▶ _Material shown_:
═══

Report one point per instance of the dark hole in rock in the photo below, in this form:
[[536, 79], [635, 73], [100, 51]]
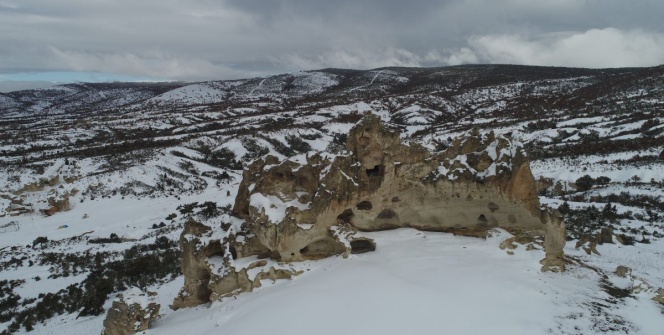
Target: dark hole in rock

═══

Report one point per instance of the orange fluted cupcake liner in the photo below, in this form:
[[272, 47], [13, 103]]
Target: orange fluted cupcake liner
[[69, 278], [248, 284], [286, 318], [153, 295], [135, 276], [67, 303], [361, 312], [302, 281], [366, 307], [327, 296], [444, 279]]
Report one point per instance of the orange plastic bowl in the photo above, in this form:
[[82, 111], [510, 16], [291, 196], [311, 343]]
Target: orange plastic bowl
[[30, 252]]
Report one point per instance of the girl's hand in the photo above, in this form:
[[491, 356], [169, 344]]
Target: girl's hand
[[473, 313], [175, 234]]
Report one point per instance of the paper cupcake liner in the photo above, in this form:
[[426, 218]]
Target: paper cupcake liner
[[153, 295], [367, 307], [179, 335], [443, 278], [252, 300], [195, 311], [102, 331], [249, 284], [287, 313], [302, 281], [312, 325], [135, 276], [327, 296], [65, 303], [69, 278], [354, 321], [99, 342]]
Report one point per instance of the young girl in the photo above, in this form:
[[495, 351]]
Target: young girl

═══

▶ _Given exercise_:
Reproduce the items from the line that has "Report one point per instance of the paper" through the line that has "Target: young girl", requests included, and scale every point coordinate in the answers by 0.2, rounding to whole numbers with halves rounded up. Leave the numbers in the requests and their format samples as they are.

▶ _Response_:
Report one point per instance of the paper cupcake liner in the photo above, in this form:
[[426, 218]]
Target: paper cupcake liner
[[31, 59], [73, 61], [36, 67], [89, 56], [50, 60], [39, 62], [20, 66], [50, 57], [57, 63], [60, 56], [62, 65], [27, 55], [65, 59], [13, 61], [14, 56], [71, 64], [20, 68]]
Report one point per instance of the young girl in the photo above, in this form:
[[495, 351]]
Target: young girl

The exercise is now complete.